**What you need to do**
Extract the full set of records, then give each one again exactly.

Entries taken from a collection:

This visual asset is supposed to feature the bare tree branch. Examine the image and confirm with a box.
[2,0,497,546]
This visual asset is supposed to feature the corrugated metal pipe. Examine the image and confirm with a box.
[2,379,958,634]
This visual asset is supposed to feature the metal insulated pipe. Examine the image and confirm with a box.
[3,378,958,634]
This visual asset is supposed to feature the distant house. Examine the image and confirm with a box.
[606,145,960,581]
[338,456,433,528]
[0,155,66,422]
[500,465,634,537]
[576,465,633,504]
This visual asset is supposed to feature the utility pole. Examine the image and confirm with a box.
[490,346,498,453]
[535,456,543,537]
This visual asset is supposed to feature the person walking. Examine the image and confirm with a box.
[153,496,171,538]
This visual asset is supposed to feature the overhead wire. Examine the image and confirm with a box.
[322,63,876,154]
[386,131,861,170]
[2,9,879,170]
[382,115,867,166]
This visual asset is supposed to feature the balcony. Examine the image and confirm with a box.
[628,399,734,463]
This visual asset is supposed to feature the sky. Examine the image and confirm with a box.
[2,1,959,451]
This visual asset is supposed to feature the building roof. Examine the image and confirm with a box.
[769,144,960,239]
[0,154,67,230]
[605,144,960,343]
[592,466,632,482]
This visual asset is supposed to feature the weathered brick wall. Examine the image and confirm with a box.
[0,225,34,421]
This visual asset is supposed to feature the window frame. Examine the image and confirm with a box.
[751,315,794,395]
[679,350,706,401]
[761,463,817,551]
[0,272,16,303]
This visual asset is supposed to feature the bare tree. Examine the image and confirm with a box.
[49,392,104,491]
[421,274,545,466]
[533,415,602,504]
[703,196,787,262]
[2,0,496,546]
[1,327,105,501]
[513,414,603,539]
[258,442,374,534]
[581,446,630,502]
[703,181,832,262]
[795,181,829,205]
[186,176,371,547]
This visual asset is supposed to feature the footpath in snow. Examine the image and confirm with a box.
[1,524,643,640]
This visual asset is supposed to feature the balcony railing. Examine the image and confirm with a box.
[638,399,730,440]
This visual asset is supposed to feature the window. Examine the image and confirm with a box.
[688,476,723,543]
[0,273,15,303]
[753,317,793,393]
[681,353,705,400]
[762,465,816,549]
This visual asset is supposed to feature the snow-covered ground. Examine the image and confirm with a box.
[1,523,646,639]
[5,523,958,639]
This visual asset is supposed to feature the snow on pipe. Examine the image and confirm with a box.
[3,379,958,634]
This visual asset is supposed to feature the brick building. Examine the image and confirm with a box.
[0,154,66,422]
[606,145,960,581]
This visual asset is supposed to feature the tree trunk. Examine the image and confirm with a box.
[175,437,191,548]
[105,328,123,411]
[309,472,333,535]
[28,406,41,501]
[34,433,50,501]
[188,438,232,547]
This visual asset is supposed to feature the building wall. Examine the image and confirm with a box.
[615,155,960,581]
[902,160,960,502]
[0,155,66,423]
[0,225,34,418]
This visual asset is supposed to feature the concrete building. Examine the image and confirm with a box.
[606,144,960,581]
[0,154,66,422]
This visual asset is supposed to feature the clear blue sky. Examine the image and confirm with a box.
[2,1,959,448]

**Output for this task**
This visual asset is supposed to feature the bare tree branch. Examine the image and confirm with a box.
[2,0,497,546]
This visual asset is supposed to feature the corrugated metal pipe. Examine the image and confirm with a box.
[2,379,958,634]
This visual asset is supposed to feature the metal insulated pipe. Examine the image and confirm with a box.
[3,378,958,634]
This visual asset is supposed to feature the distant house. Examine the image and confirm with a box.
[606,145,960,581]
[338,456,433,528]
[0,155,66,422]
[500,465,634,537]
[576,465,633,504]
This visual asset is supposed to feature the utility pole. Examine the image and confirm with a box.
[490,346,498,453]
[535,456,543,537]
This visual asset is supposed to feature the person walking. Examine the image and confirm with a box.
[153,496,171,538]
This visual asset is supposed to feature the overhead wire. Examine the image and confirm with a box.
[322,63,876,154]
[386,131,861,170]
[2,9,879,170]
[382,115,867,166]
This visual asset is supposed to feature the balcony. Examine the image and confirm with a box.
[628,399,734,463]
This visual asset is supposed to feature the sky. Examine the image and confirm with a box.
[2,1,959,451]
This visual asset is supposed to feature the building roof. Examine the image and confirm with a box.
[769,144,960,239]
[0,154,67,230]
[605,144,960,343]
[592,466,632,482]
This visual asset is supposed to feature the weathered brick wall. Examine the image and confirm with a box.
[0,225,34,421]
This visual asset is supposed to feature the window frame. Examine the image and confirm with a box.
[751,315,794,395]
[679,350,706,401]
[761,463,817,551]
[0,272,16,303]
This visual asset is supposed to feature the bare tree. Examine the image and confirm with a box.
[49,392,104,491]
[421,274,545,466]
[533,415,602,504]
[703,196,787,262]
[2,0,496,546]
[1,327,105,501]
[513,414,603,539]
[258,442,374,534]
[581,446,630,502]
[703,181,832,262]
[795,181,829,205]
[186,176,371,547]
This visual asset is supposed to feature the footpath in snow. Examine the image and confirm with a box.
[1,524,643,640]
This visual asset is supposed to feature the balcony railing. Examine the image and confirm with a box.
[638,399,730,440]
This visual asset is supposed to feature the window. Examine the image and confirm with a box.
[688,476,723,543]
[0,273,15,303]
[753,317,793,393]
[681,353,705,400]
[762,465,816,549]
This visual asset is supposed to feature the snow-covered ground. Examine the image and confirm with a box.
[1,523,646,639]
[5,523,958,639]
This visual asset is supposed to feature the snow on pipe. Examine the image and confirm with a box.
[3,379,958,634]
This visual asset is supposed to feature the brick building. Examine the image and confirm with a box.
[0,154,66,422]
[606,145,960,581]
This visual asset is supposed to feature the tree trunk. Examine the image and confirm with a box.
[175,437,191,548]
[105,328,123,411]
[309,472,333,535]
[28,406,41,501]
[34,433,50,501]
[188,438,232,547]
This visual asset is supposed to feature the building wall. Examine the image and confirm with a box.
[615,155,960,581]
[902,160,960,502]
[0,155,66,423]
[0,225,34,418]
This visual asset is supposed to feature the concrete building. Examine the image and confirm with a box.
[606,144,960,581]
[0,154,66,422]
This visual asset is supposed to feature the clear blue sky. Examine the image and confirm with a box.
[2,1,959,448]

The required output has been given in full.